**Document segment**
%%

1979: Islamic revolution in Iran; students hold staff of US embassy hostage for 444 days. US breaks off diplomatic relations.
1980: Switzerland starts representing Washington’s interests in Iran, and providing consular assistance to US citizens in Iran.
2008: Swiss Foreign Minister Micheline Calmy-Rey visits Iran to attend signing of gas agreement, sparking widespread criticism at home and abroad.
August, 2010: Switzerland adopts UN-imposed sanctions against Iran after it refuses to suspend its nuclear programme.
January, 2011: Swiss agree to step up sanctions in line with those imposed by the US, the EU and some other countries.
July, 2012: Swiss step up sanctions, but stop short of a ban on trading in crude oil.
January, 2014: Switzerland agrees to partially lift economic sanctions against Iran following ‘positive developments’ at Iranian nuclear talks in Geneva.
Welti believes Swiss businesses have a good chance of doing well in this lucrative market; when it comes to so-called specialists and niche products the country is one of the most competitive in the world.
“The car industry in Iran might not be competitive but it’s enormous. In the Swiss supply industry there are small firms which might not be household names but which have a 90% market dominance in the manufacture of certain car parts,” he said, adding that for these highly specialised firms, the potential in Iran is considerable.
As to the question of the reliability of business partners in a country ranked 144th out of 177 in Transparency International’s 2013 corruption index, Welti says: “If the country’s economy needs something important, the Iranian state is prepared to enter into contracts that make it a reliable partner, for example with advance payments.”
But he points out that the Iranian economy doesn’t function according to Western principles of law and order. “In a legal dispute with an Iranian debtor, you can’t expect the justice system to treat you equally.”
Blocked payment channels
In theory, the delivery of many products has always been allowed. But in order not to ruffle US feathers, many companies have chosen to break off trade relations with Iran.

%%

Saved entries:
%%

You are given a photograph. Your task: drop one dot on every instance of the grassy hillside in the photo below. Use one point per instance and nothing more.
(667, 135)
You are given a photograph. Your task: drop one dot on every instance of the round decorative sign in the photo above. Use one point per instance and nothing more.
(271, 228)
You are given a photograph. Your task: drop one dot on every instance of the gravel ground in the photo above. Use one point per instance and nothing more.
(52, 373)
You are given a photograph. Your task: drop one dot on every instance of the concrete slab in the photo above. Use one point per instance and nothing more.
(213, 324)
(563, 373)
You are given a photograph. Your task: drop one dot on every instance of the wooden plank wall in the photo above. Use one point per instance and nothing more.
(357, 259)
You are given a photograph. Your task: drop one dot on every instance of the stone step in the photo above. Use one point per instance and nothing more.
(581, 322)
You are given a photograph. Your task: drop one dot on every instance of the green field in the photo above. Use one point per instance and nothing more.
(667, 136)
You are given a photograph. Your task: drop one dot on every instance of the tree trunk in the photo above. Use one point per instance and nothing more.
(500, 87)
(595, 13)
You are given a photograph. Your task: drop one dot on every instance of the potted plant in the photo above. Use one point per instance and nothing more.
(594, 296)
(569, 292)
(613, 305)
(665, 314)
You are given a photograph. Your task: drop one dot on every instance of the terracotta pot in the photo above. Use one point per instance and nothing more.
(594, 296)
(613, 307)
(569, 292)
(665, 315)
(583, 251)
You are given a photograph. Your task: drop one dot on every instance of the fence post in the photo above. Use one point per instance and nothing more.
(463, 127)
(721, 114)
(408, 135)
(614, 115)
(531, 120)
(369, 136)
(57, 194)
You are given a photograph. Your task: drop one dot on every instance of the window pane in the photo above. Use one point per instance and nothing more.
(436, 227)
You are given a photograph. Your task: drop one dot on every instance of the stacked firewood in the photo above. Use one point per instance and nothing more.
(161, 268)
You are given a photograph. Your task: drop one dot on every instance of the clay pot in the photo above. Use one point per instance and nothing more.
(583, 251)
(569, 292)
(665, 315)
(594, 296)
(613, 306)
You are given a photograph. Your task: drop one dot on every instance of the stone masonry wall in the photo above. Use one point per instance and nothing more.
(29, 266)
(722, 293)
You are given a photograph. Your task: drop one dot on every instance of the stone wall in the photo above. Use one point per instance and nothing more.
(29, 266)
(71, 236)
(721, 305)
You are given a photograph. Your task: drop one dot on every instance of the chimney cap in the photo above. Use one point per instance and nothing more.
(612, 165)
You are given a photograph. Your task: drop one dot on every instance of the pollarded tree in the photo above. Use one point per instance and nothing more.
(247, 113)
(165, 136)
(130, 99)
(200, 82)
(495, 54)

%%
%%

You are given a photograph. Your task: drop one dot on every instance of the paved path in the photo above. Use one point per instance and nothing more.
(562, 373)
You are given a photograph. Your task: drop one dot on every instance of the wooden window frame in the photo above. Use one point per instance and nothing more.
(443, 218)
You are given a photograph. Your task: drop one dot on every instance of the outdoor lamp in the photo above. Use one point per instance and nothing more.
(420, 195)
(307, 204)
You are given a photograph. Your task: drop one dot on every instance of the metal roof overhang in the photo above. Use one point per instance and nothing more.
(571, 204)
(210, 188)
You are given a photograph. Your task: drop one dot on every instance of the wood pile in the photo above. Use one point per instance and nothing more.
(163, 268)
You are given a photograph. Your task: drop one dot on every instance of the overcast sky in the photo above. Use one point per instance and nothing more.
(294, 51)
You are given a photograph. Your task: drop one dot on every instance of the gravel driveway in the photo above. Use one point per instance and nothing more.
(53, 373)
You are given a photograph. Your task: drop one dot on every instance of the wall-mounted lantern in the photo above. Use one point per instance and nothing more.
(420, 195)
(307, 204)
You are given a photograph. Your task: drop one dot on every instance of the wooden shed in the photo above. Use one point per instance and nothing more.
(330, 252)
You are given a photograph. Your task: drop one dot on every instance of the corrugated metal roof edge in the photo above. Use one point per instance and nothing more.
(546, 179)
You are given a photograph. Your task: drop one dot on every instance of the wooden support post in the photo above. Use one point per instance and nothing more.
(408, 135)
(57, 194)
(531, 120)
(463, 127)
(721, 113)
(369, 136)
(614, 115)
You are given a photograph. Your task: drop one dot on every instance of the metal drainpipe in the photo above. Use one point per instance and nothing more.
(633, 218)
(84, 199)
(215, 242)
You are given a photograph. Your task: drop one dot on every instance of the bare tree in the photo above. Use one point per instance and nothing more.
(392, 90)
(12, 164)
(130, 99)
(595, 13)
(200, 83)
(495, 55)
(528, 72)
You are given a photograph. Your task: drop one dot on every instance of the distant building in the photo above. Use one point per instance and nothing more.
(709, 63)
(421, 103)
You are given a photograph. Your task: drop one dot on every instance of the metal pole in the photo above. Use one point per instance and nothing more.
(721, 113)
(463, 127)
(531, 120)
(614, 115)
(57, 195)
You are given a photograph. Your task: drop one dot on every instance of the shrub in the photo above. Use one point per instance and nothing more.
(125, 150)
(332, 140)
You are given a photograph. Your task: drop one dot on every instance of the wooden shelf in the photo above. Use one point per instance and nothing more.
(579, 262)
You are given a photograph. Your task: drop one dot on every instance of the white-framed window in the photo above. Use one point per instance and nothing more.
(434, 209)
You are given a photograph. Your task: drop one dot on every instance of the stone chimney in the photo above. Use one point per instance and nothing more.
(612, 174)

%%

**Your instructions**
Resume the article on Swiss trade with Iran, picking up after its final sentence. These records were drawn from a separate source.

**Answer area**
“In addition, because of the international sanctions, they have to go through complicated official channels,” Welti said. “But the biggest problem remains the transaction of payments.”
Iran has been blocked by SWIFT, a network that is practically the only way for institutions worldwide to send and receive information about financial transactions in a secure and standardised way. The alternatives are more complicated and expensive.
How hard it remains to do business with Iran is shown by the reservations of Swiss Export Risk Insurance (SERV).
In response to an enquiry by swissinfo.ch, the State Secretariat for Economic Affairs (SECO) said SERV “is currently prepared to look into coverage applications for Iran as long as the exporter can propose a method of payment that is acceptable to SERV”.
It added: “Despite the easing of sanctions by the [Swiss] government, SERV still cannot deal with any coverage applications where the method of payment has not been established.”
Despite the strong interest, no substantial progress has yet been seen in trade between Switzerland and Iran. In the first four months of 2014, exports rose by 12.8% on the previous year to CHF99.3 million and imports by 11.2% to CHF12.8 million.
Whether this is down to the selected suspension of sanctions or natural fluctuations, SECO doesn’t say because of the short period involved.